(DATA RECORDS)
.....

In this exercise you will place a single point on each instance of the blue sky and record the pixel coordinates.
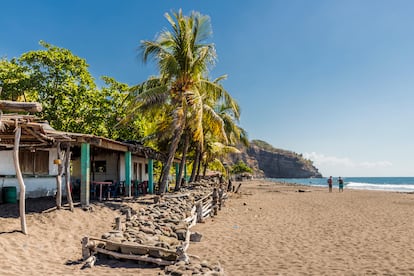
(331, 79)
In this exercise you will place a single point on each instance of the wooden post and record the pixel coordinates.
(59, 178)
(214, 202)
(238, 187)
(128, 164)
(85, 174)
(67, 170)
(128, 214)
(22, 201)
(220, 192)
(85, 249)
(118, 225)
(150, 176)
(199, 211)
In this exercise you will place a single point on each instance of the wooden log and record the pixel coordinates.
(143, 258)
(12, 106)
(22, 201)
(67, 170)
(137, 245)
(118, 225)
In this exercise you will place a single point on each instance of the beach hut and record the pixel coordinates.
(26, 148)
(35, 157)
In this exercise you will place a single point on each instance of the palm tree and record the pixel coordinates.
(183, 59)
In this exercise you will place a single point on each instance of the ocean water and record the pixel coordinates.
(392, 184)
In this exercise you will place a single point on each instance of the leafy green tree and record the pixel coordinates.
(61, 82)
(14, 80)
(183, 59)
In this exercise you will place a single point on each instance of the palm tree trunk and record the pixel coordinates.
(183, 160)
(205, 168)
(171, 153)
(195, 163)
(200, 157)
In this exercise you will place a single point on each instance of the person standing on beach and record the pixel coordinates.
(330, 184)
(341, 184)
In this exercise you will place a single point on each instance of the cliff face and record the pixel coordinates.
(270, 162)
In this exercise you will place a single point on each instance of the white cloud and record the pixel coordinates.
(344, 165)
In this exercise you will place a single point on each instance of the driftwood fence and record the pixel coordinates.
(205, 206)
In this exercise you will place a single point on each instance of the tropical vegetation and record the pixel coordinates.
(182, 111)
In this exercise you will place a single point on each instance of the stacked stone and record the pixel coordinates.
(161, 225)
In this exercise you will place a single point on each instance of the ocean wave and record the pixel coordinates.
(381, 187)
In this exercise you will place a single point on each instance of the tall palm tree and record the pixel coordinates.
(183, 59)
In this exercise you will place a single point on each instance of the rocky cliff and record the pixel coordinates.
(270, 162)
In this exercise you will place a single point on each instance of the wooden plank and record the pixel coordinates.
(148, 247)
(12, 106)
(143, 258)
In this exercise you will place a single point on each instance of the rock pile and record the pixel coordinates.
(160, 232)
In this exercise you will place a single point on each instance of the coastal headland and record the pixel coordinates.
(265, 229)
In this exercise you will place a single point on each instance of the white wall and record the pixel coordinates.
(7, 163)
(36, 186)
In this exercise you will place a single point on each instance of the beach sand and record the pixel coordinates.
(266, 229)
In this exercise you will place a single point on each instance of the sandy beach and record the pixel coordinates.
(266, 229)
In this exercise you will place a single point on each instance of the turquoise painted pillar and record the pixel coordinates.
(151, 176)
(177, 169)
(185, 173)
(85, 174)
(128, 161)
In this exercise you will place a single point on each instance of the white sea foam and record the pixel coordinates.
(381, 187)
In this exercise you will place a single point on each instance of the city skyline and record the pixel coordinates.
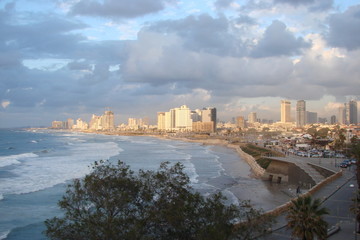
(67, 59)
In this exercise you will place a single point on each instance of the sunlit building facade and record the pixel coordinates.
(285, 111)
(300, 113)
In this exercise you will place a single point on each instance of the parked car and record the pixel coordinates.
(343, 165)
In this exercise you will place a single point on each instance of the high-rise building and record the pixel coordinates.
(322, 120)
(341, 115)
(285, 111)
(209, 115)
(351, 112)
(252, 118)
(240, 122)
(107, 121)
(183, 119)
(311, 117)
(300, 113)
(132, 122)
(161, 121)
(333, 120)
(70, 123)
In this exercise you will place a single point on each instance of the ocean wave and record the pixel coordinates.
(47, 171)
(14, 159)
(3, 235)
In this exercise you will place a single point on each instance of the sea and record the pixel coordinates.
(36, 165)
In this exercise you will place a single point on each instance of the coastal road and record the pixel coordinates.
(337, 199)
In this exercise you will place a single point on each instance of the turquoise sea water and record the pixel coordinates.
(36, 165)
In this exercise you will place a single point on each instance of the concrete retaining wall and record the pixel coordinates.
(282, 208)
(258, 171)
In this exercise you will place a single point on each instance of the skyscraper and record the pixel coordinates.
(209, 115)
(285, 111)
(351, 112)
(311, 117)
(161, 120)
(341, 115)
(240, 122)
(252, 118)
(108, 121)
(300, 113)
(333, 119)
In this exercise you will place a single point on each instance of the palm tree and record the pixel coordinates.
(305, 217)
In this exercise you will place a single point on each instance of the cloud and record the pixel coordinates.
(314, 5)
(203, 33)
(118, 8)
(221, 4)
(344, 29)
(279, 41)
(5, 103)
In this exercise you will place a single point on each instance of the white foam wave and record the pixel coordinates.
(14, 159)
(47, 171)
(3, 235)
(230, 196)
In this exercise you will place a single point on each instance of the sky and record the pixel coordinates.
(64, 59)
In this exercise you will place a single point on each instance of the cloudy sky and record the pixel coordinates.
(64, 59)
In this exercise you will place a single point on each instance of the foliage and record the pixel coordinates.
(264, 162)
(355, 207)
(339, 134)
(355, 152)
(112, 202)
(305, 217)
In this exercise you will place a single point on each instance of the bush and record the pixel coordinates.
(114, 203)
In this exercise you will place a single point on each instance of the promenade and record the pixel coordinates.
(336, 197)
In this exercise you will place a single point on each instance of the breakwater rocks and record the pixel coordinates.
(256, 168)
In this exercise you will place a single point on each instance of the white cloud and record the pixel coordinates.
(5, 103)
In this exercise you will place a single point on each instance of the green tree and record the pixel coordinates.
(355, 152)
(323, 132)
(112, 202)
(339, 135)
(305, 217)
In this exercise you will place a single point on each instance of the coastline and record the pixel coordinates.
(256, 170)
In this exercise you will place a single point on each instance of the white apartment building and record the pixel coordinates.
(285, 111)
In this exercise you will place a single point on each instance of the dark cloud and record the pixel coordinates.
(118, 8)
(203, 33)
(220, 4)
(314, 5)
(278, 41)
(344, 30)
(244, 19)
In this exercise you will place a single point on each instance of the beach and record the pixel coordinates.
(36, 166)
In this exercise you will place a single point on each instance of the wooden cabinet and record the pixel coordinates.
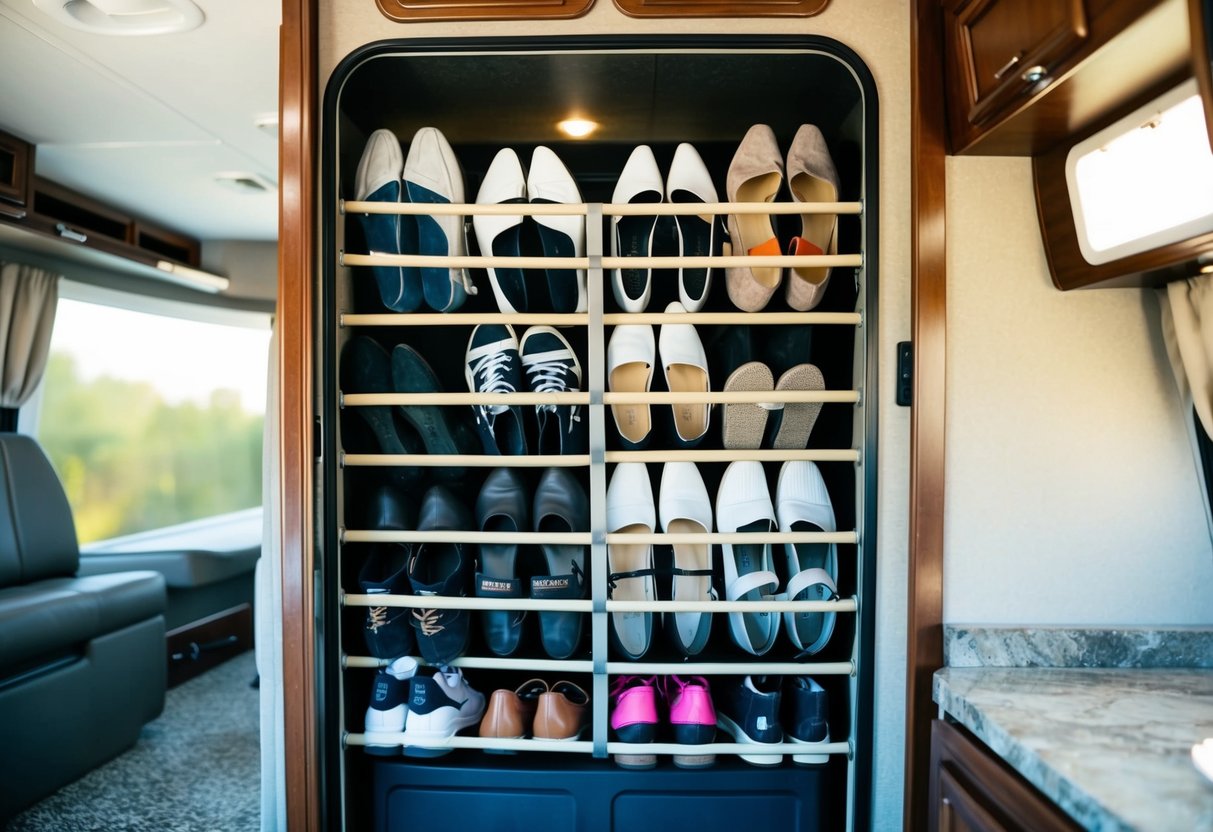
(1003, 51)
(973, 791)
(16, 171)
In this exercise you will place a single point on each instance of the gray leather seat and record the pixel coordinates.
(81, 659)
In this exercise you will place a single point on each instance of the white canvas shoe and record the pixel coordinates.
(439, 707)
(684, 365)
(685, 508)
(561, 235)
(803, 505)
(631, 354)
(690, 182)
(500, 235)
(630, 565)
(632, 237)
(742, 503)
(389, 706)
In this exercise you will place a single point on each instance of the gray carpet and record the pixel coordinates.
(194, 769)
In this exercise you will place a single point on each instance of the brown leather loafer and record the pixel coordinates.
(512, 712)
(563, 712)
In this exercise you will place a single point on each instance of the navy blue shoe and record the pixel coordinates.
(368, 369)
(504, 505)
(379, 181)
(432, 175)
(807, 719)
(747, 710)
(494, 365)
(551, 366)
(442, 569)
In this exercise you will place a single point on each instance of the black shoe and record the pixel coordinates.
(747, 710)
(439, 428)
(442, 569)
(368, 369)
(493, 365)
(807, 719)
(502, 506)
(561, 506)
(551, 366)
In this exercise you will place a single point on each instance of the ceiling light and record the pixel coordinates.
(125, 17)
(576, 127)
(243, 182)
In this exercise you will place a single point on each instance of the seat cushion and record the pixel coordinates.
(49, 617)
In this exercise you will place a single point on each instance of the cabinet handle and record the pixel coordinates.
(1007, 67)
(70, 233)
(1035, 74)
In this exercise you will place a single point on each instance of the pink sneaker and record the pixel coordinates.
(692, 717)
(633, 717)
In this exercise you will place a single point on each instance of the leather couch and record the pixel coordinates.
(81, 657)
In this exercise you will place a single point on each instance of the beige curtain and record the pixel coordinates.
(28, 297)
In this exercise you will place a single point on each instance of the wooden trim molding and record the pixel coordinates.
(296, 252)
(924, 648)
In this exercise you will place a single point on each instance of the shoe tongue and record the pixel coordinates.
(556, 586)
(497, 587)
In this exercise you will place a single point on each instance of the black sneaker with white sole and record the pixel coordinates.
(493, 365)
(551, 366)
(747, 710)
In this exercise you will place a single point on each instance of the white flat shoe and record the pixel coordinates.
(632, 237)
(630, 565)
(500, 235)
(631, 354)
(550, 181)
(684, 365)
(690, 182)
(432, 175)
(803, 505)
(742, 503)
(685, 508)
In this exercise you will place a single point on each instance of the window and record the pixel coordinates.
(152, 411)
(1145, 181)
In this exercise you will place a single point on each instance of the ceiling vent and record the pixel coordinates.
(244, 183)
(125, 17)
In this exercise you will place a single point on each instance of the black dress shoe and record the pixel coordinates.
(502, 506)
(366, 368)
(561, 506)
(442, 569)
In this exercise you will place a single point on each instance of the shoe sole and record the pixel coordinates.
(744, 423)
(798, 417)
(734, 730)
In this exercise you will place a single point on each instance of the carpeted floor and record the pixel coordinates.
(194, 769)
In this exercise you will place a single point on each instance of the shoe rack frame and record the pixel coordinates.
(337, 323)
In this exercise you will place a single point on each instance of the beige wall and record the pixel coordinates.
(1071, 489)
(878, 30)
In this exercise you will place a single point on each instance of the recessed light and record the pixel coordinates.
(576, 127)
(243, 182)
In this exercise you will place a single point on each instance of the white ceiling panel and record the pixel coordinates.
(144, 123)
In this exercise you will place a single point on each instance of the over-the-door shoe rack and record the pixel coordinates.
(847, 655)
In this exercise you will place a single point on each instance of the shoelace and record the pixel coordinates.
(491, 370)
(428, 621)
(550, 377)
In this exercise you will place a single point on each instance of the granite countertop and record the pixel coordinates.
(1110, 746)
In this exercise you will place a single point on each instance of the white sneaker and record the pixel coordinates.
(631, 353)
(632, 237)
(803, 505)
(742, 503)
(684, 365)
(389, 707)
(439, 707)
(630, 565)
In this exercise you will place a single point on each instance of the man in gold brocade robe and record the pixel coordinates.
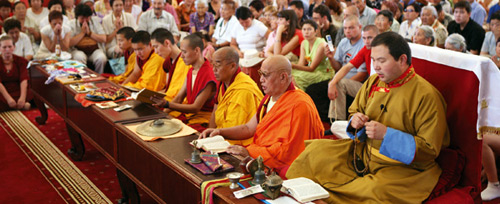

.....

(GIVEN EXERCISE) Extract each line of the items that contains the word "palm", with matching case.

(PROBLEM SOLUTION)
In this exercise you will place a single point on each instance of the palm tree and record the pixel coordinates.
In this exercise you will place a single point on each instance of the palm tree trunk and record the pixel coordinates.
In this exercise you will place a single point on each instance of the tall palm tree and record the pixel coordinates.
In this exercise you will place a single point on each instance of the palm tree and record the pixel coordinates.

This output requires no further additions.